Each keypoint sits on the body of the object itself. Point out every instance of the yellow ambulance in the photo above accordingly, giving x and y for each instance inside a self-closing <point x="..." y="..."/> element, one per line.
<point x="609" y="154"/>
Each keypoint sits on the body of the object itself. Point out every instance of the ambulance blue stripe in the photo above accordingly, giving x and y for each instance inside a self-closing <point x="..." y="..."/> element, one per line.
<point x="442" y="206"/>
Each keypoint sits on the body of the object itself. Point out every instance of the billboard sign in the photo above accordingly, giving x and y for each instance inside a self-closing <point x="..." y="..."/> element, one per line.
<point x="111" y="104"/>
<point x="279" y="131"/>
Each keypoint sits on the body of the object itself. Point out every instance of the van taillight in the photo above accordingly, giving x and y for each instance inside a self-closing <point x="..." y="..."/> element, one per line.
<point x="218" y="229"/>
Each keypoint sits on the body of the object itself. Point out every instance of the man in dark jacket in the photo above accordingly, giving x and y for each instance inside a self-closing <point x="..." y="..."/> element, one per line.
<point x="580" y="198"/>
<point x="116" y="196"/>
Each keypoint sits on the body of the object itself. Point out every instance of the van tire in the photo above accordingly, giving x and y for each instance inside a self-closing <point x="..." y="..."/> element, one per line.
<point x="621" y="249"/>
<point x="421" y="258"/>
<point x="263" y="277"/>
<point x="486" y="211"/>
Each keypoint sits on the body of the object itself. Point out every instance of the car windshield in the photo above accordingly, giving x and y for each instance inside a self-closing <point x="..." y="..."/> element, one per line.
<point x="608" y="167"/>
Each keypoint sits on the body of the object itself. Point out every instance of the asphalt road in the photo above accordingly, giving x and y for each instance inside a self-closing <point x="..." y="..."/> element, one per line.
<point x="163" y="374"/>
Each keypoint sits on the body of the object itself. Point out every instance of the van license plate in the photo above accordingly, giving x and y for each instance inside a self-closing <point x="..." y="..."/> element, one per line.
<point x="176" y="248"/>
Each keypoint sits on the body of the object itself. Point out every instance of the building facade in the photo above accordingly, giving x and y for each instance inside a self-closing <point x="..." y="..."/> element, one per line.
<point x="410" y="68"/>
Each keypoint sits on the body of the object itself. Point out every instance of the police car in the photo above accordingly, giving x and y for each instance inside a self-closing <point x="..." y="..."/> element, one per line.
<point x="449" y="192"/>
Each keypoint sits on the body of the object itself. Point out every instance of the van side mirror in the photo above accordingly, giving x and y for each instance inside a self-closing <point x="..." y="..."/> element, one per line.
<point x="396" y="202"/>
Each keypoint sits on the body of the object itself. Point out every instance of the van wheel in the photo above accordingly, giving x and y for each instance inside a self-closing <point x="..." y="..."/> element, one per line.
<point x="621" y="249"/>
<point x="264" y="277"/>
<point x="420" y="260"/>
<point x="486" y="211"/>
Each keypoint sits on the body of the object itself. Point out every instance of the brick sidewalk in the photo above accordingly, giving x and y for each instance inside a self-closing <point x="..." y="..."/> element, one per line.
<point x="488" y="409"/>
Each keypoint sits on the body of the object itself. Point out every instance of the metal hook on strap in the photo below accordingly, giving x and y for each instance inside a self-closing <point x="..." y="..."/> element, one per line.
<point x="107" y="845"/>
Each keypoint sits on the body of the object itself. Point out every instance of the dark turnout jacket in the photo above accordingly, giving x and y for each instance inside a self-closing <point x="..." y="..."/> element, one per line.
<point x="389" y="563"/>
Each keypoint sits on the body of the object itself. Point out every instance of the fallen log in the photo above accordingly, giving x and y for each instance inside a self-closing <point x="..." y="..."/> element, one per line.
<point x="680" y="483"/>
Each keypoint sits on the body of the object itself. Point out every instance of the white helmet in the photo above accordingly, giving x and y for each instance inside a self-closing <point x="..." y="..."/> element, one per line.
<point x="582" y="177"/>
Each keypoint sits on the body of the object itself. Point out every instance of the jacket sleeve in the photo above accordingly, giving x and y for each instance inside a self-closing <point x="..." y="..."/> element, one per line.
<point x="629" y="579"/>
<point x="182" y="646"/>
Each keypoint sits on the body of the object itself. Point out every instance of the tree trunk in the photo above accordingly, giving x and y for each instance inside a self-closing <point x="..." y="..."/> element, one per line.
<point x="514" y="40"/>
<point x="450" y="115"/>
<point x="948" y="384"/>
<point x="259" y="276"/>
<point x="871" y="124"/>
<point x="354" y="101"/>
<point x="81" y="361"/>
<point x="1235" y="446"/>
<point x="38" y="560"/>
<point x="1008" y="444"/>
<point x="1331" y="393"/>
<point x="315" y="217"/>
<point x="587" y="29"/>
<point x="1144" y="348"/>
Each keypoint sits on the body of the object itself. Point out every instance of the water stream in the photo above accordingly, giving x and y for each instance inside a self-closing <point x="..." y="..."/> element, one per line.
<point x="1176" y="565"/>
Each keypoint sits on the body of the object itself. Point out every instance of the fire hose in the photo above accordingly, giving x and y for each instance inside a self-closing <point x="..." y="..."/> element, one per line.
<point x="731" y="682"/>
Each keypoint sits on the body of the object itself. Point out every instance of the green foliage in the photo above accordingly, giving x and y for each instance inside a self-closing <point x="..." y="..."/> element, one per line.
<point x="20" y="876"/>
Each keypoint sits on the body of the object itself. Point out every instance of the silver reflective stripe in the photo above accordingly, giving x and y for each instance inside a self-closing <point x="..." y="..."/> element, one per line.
□ □ □ □
Problem to solve
Copy out all of the records above line for line, with no changes.

Answer to this exercise
Each keypoint sits on the body of the object itself. Point out every instance of the yellow ambulance in the photo above accordingly, giving x and y for each instance inside a self-closing <point x="..." y="..."/> element, one per line.
<point x="609" y="154"/>
Each keypoint sits on the body of the object itself. Point out every instance of the ambulance blue stripe in the photo above accordingly, giving x and y for each instance inside a self-closing <point x="..." y="..."/> element, one per line.
<point x="442" y="206"/>
Each keypoint sits on the body of the object itself. Point out every instance of the billboard sign in the photo above accordingly, giving x and y for each instance inside a self-closing <point x="..." y="..."/> element, one per line.
<point x="111" y="104"/>
<point x="279" y="131"/>
Each keypoint sits on the body of the object itself. Point out every instance of the van taillight in the photo above accordingly, giving x and y for each instance inside a self-closing <point x="..." y="..."/> element, one per line.
<point x="218" y="229"/>
Each keypoint sits on the body of the object itself. Point out every instance of the man in dark jacket in the photo above accordingly, giving x and y for each instance inside a self-closing <point x="..." y="..."/> element, one per line.
<point x="580" y="198"/>
<point x="116" y="196"/>
Each keypoint sits on the body of the object itself. Point out every instance of the van tire in the photo above accordingly, giving x and y for each instance inside a self-closing <point x="..." y="..."/> element, one per line.
<point x="621" y="249"/>
<point x="421" y="258"/>
<point x="263" y="277"/>
<point x="486" y="211"/>
Each keypoint sits on the body of the object itself. Point out every instance of the car windshield in the photo above accordingly, giving x and y for each instance inside a self-closing <point x="..." y="..."/> element, one per line.
<point x="608" y="167"/>
Each keypoint sits on the body of the object itself. Point out every instance of the asphalt road in the photo above accordingly, giving x and y for each instance inside a self-closing <point x="..." y="..."/> element, one per line.
<point x="163" y="374"/>
Each keypoint sits on the body of the object itself. Point out every instance of the van license plate in the photo above accordingly, giving x and y for each instance inside a self-closing <point x="..." y="..."/> element, one per line.
<point x="176" y="248"/>
Each keypoint sits on the body of the object itself. Point out every instance of the building facade in the photo above accordingly, giving x and y for each instance inside a self-closing <point x="..." y="..."/> element, one per line.
<point x="410" y="68"/>
Each keypoint sits on the body of the object itself. Point out every instance of the police car in the photo above accordingly, giving x and y for each instance inside a self-closing <point x="..." y="..."/> element, one per line.
<point x="449" y="192"/>
Each keypoint sits on the body of the object itself. Point out every instance of the van side mirror in the photo above accordingly, giving x and y for each instance inside a self-closing <point x="..." y="..."/> element, one per line.
<point x="396" y="202"/>
Each keypoint sits on the body of the object itself. Point out every instance of the van wheel in the photo above accordingly, giving x and y for each instance inside a self-closing <point x="..." y="..."/> element, one per line.
<point x="621" y="249"/>
<point x="264" y="277"/>
<point x="420" y="260"/>
<point x="486" y="211"/>
Each keypoint sits on the body of the object itself. Point out every instance of the brick sidewalk in the photo above accordingly, giving x and y for each instance inside a self-closing <point x="..." y="..."/> element, one per line.
<point x="488" y="409"/>
Each keypoint sits on the body of the object itself. Point out every instance of the metal hook on strap in the photo below accordingly, giving x and y for each instance inside a self-closing <point x="..." y="..."/> element, one per line.
<point x="107" y="845"/>
Each keypoint sits on the body of the object itself. Point out every instance of the dark turnout jacket in the photo above accordingly, giving x and y for each instance inside a self-closing <point x="..." y="..."/> element, one per line.
<point x="389" y="563"/>
Each keypoint sits on the body of the object itself. Point out every instance of the fallen log in the photo above accordingly, giving x and y for each instance inside a self-closing <point x="..." y="..."/> element, one per line.
<point x="680" y="483"/>
Each keypoint sits on the body of the object itself. Point out every instance of the white helmet in the photo above accordingly, giving x and y for each instance inside a self-closing <point x="..." y="..."/> element, one per line.
<point x="582" y="177"/>
Each keypoint sits on the body of the object itself. Point out every instance of the jacket sleeve in the photo above accordingly, giving x and y for each instance inside a self-closing <point x="..." y="..."/> element, one per line.
<point x="629" y="579"/>
<point x="182" y="646"/>
Each keypoint sits on the body of the object itself. Point out every instance of the tree trunk in the photo above accordingly, giving x and y for each instance inside a self-closing <point x="..." y="..."/> element, one per line.
<point x="514" y="40"/>
<point x="450" y="115"/>
<point x="948" y="384"/>
<point x="259" y="276"/>
<point x="871" y="124"/>
<point x="354" y="101"/>
<point x="81" y="361"/>
<point x="1235" y="446"/>
<point x="38" y="560"/>
<point x="1008" y="444"/>
<point x="1331" y="393"/>
<point x="315" y="217"/>
<point x="587" y="29"/>
<point x="1144" y="348"/>
Each keypoint sits on the body of the object itself. Point out every instance of the water stream in the photo above accordingly, giving x and y for each instance inside a self-closing <point x="..." y="..."/> element, one per line.
<point x="1176" y="565"/>
Each keypoint sits on the body of the object itself. Point out every instance of the fire hose in the photo above accordingly, giving x and y for each instance inside a self-closing <point x="..." y="..."/> element, one per line.
<point x="731" y="682"/>
Each keypoint sits on the body of the object itself. Point out every instance of the green foliage in the photo above accordingly, giving x and y for each instance inside a self-closing <point x="..." y="..."/> element, one per line.
<point x="20" y="876"/>
Each keypoint sits on the body of the object itself. Point out every instance of the silver reflective stripe in the photo above accordingly, giving x and y for each instance inside a self-closing <point x="..." y="..."/> element, one per line.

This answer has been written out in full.